## Objectives
1) In the HBase ID service post, list every method that the code snippet calls on the object named table.
2) Resume the HBase ID service post where it stops.

## Article
** Start **
You are viewing a plain text version of this content. The canonical link for it is here.

Posted to common-user@hadoop.apache.org by Thomas Thevis <Th...@semgine.com> on 2008/04/16 13:22:29 UTC

ID Service with HBase?

Hello list readers,

I'd like to perform mass data operations resulting in several output 
files with cross-references between lines in different files. For this 
purpose, I want to use a kind of ID service and I wonder whether I could 
use HBase for this task.
However, until now I was not able to use the HBase locking mechanism in 
a way that newly created IDs are unique.

The setup:
- each Mapper has its own instance of an IDSevice implementation
- each IDService instance has its own reference to the ID table in the HBase

The code snippet which is used to return and update IDs:
[code]
final String columnName = this.config.get(ID_COLUMN_ID);
final Text column = new Text(columnName);
final String tableName = this.config.get(ID_SERVICE_TABLE_ID);
final HTable table = new HTable(this.config, new Text(tableName));
final Text rowName = new Text(namespace);
final long startValue;

final long lockid = table.startUpdate(rowName);
final byte[] bytes = table.get(rowName, column);
if (bytes == null) {
     startValue = 0;
} else {
     final ByteArrayInputStream byteArrayInputStream
         = new ByteArrayInputStream(bytes);
     final LongWritable longWritable = new LongWritable();
     longWritable.readFields(new DataInputStream(byteArrayInputStream));
     startValue = longWritable.get();
}
final long stopValue = startValue + size;
table.put(lockid, column, new LongWritable(stopValue));
table.commit(lockid);
[/code]

As stated above, resulting IDs are not unique, about a quarter of all 
created IDs appears several times.
Now my question: Do I use the locking mechanism the wrong way or is my 
approach to use HBase locking and synchronizing for this task completely 
wrong?
** End **
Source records
** Start **
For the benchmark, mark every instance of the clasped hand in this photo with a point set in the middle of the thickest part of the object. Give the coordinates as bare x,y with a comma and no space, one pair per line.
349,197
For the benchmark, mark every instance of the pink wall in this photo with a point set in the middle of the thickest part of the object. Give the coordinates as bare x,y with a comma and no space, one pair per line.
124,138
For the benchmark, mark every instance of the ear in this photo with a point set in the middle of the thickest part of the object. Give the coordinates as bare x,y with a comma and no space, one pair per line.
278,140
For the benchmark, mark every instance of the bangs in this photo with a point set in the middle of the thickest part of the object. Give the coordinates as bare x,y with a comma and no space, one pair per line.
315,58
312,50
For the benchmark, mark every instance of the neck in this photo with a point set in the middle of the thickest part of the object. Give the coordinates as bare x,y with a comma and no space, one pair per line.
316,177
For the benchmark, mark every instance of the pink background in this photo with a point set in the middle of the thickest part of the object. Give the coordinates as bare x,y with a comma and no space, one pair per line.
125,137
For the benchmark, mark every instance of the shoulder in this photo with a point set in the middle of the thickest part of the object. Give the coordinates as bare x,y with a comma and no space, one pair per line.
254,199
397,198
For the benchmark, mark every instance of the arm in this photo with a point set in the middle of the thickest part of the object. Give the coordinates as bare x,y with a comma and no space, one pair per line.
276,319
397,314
** End **
## Response list
1) startUpdate, get, put, commit

2)
Thanks,

Thomas

Re: ID Service with HBase?

Posted by Bryan Duxbury <br...@rapleaf.com>.

HBASE-493 was created, and seems similar. It's a write-if-not- 
modified-since.

I would guess that you probably don't want to use HBase to maintain a  
distributed auto-increment. You need to think of some other approach  
the produces unique ids across concurrent access, like hash or GUID  
or something like that.

-Bryan

On Apr 16, 2008, at 2:18 PM, Jim Kellerman wrote:

> Row locks do not apply to reads, only updates. They prevent two  
> applications from updating the same row simultaneously. There is no  
> other locking mechanism in HBase. (It follows Bigtable in this  
> regard. See http://labs.google.com/papers/bigtable.html )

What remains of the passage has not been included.